**実施課題**
1 > 割債と日銀券に関する本文の「Commented by 椿ライン」から「日銀は基本的には増加。ただし、ときどき減少もある。」までを、「割債」を「割引債」に置き換えて編集せよ。
2 > 割債と日銀券に関する本文について、次の(a)〜(c)が本文と合っているかを判断し、それぞれ「はい」か「いいえ」で答えよ。判断の決め手となる本文の言葉もそのまま引用すること。
(a) スタテスは、割債の残高がもうすぐゼロになると見ている。
(b) 追記によれば、リポートは割債と銀行券の関係を確かなものとして示している。
(c) システム5.1は、白石さんや日銀幹部の評価が下がると考えている。
3 > 割債と日銀券に関する本文で、スタテスは割債が単調に減少している理由を何だとしているか。1〜3文で説明してください。

**本文抜粋**
追記 割債と銀行券の関係に強く注目するのは「私」でありまして、リポートでは「可能性の一つ」となっており、また金利がさらに上がっていけば銀行券が減少する可能性があることも示しておられます。内容はこのエントリーとリポートは全く別物であります。
by bank.of.japan | 2007-04-19 20:52 | 日銀 | Comments(55)
Commented by 椿ライン at 2007-04-19 21:39 x
 今回も興味深いエントリーありがとうございます。私も白石さんの分析は好きなので、是非見たいと思います。
 タンス預金との相関性は納得いきますね。総裁之印が押された無記名日銀券は永田町の金庫に眠っているのでしょうか?
Commented by bank.of.japan at 2007-04-19 22:02
椿ラインさん、どうもです。ご覧になって下さい。チャート上はきれいな相関ですね。当分の間(もしかして相当期間)、輪番は減らない、減らせない、でしょう。
Commented by スタテス at 2007-04-20 01:26 x
割債が単調減少。これは金融機関の資金調達手段の多様化のために単に割債の意味がなくなっただけ。もうすぐ残高ゼロになるでしょう。
日銀は基本的には増加。ただし、ときどき減少もある。
見かけ上は両者に逆相関があるように見えるが、この意味は、人口減少の自治体の人口と日銀券の逆相関と同じ程度のものです。
要するに、割債と日銀券の逆相関は無意味でしょう。
そのうち、割債ゼロになっても、日銀券は基本的には増加基調でしょうから、両者の無関係はわかるでしょう。
実際にデータ処理すれば簡単にわかります。
Commented by スタテス at 2007-04-20 01:51 x
日銀は基本的には増加。

日銀券は基本的には増加。

実際にデータ処理すれば簡単にわかります。

実際にドレンド除去などのデータ処理をすれば簡単にわかります。
Commented by システム5.1 at 2007-04-20 08:23 x
これで白石さんや日銀幹部の評価が下がることはないと思いますが、基本的にはスタテスさんがおっしゃる通りだと思います。
Commented by プロ at 2007-04-20 08:32 x
白石さんのレポートの趣旨は、割債と日銀券の逆相関を紹介したもので、一方で普通預金の金利がコールに比べて低いことが日銀券金利感応度がまだ鈍い背景である可能性も指摘してます。

(点アノテーションデータの抜粋)
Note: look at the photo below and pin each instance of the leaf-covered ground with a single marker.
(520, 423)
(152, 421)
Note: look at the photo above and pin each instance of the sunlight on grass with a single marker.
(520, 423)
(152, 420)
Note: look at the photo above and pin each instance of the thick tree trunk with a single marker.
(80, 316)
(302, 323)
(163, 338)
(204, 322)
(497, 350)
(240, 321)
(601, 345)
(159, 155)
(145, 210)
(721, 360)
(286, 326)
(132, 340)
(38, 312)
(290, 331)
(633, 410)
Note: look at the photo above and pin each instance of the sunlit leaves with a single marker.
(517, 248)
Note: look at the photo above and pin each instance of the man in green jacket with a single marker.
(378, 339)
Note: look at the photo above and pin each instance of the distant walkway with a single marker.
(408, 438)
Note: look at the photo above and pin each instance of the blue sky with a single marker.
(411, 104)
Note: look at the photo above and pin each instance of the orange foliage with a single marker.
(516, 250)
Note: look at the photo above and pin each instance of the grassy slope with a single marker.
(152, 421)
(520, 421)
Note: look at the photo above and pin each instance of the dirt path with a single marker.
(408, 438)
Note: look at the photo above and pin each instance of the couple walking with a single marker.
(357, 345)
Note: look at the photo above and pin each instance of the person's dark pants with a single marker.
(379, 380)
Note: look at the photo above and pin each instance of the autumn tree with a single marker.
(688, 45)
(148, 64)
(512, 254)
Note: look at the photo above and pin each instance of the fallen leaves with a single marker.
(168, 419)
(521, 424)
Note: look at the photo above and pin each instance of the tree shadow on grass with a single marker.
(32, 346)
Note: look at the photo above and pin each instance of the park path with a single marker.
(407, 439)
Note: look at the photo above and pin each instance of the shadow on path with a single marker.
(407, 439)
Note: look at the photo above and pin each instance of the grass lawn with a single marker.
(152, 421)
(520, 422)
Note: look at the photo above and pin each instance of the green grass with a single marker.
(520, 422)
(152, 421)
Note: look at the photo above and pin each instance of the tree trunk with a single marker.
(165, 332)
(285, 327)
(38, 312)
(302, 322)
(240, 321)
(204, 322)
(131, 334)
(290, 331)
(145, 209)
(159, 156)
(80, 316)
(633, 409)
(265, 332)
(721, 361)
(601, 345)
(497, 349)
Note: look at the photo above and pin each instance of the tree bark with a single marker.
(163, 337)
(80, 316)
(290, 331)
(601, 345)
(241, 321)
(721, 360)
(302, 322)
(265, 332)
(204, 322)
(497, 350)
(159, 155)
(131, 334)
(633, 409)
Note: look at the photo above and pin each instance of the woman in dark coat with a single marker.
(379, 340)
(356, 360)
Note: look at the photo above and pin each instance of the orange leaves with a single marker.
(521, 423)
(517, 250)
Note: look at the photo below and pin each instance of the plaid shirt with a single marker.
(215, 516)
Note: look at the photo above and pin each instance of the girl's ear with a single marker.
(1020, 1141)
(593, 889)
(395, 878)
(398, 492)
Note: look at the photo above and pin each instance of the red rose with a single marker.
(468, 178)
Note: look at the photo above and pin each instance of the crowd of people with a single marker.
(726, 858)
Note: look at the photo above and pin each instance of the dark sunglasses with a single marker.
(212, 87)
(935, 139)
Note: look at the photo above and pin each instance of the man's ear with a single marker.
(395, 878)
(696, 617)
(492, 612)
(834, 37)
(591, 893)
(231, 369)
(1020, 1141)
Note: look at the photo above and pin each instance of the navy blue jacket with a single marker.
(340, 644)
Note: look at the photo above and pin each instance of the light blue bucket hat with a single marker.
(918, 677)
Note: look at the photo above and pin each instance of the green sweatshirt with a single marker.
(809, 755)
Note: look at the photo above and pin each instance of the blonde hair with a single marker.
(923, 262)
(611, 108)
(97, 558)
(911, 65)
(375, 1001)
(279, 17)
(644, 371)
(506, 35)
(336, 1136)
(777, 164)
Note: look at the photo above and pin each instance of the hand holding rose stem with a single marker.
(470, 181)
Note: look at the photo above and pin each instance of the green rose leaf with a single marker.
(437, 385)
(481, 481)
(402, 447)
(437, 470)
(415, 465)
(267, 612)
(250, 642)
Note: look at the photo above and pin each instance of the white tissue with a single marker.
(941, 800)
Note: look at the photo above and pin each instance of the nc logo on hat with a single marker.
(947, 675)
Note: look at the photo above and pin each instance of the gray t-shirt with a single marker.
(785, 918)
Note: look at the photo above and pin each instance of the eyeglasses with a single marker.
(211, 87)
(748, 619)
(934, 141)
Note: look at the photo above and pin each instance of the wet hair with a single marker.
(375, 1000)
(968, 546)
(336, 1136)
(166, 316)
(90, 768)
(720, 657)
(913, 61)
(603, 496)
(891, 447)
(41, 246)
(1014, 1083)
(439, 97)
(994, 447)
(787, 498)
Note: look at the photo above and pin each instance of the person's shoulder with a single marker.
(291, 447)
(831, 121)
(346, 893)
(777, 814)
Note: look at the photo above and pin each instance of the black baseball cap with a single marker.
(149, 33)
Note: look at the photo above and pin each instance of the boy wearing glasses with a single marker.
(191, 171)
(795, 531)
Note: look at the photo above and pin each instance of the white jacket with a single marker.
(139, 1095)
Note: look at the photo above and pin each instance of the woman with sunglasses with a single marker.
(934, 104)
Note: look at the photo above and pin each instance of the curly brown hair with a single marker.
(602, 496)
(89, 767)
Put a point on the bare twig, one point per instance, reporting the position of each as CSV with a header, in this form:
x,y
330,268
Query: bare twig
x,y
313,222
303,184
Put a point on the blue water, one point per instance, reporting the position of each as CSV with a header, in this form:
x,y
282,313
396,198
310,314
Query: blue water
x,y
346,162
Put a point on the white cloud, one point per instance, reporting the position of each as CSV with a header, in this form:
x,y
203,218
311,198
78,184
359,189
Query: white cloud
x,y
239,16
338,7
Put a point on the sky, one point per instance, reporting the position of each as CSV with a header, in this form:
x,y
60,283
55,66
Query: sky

**課題別結果**
1 >
Commented by 椿ライン at 2007-04-19 21:39 x
 今回も興味深いエントリーありがとうございます。私も白石さんの分析は好きなので、是非見たいと思います。
 タンス預金との相関性は納得いきますね。総裁之印が押された無記名日銀券は永田町の金庫に眠っているのでしょうか?
Commented by bank.of.japan at 2007-04-19 22:02
椿ラインさん、どうもです。ご覧になって下さい。チャート上はきれいな相関ですね。当分の間(もしかして相当期間)、輪番は減らない、減らせない、でしょう。
Commented by スタテス at 2007-04-20 01:26 x
割引債が単調減少。これは金融機関の資金調達手段の多様化のために単に割引債の意味がなくなっただけ。もうすぐ残高ゼロになるでしょう。
日銀は基本的には増加。ただし、ときどき減少もある。

2 >
(a) はい:「もうすぐ残高ゼロになるでしょう。」
(b) いいえ:「リポートでは「可能性の一つ」となっており」
(c) いいえ:「これで白石さんや日銀幹部の評価が下がることはないと思いますが」

3 > 金融機関の資金調達手段が多様化したため、単に割債の意味がなくなっただけだとしている。